====== RECORDS TO USE ======

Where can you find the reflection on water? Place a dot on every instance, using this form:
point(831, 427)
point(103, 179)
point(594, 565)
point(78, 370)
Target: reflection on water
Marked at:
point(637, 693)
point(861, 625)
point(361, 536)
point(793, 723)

======

STATED EXERCISE - In these lines, change every "reflection on water" to "shadow on snow" and keep everything else the same.

TASK OUTPUT -
Where can you find the shadow on snow? Place a dot on every instance, using this form:
point(831, 427)
point(103, 179)
point(594, 565)
point(78, 370)
Target: shadow on snow
Marked at:
point(637, 693)
point(861, 625)
point(361, 536)
point(793, 723)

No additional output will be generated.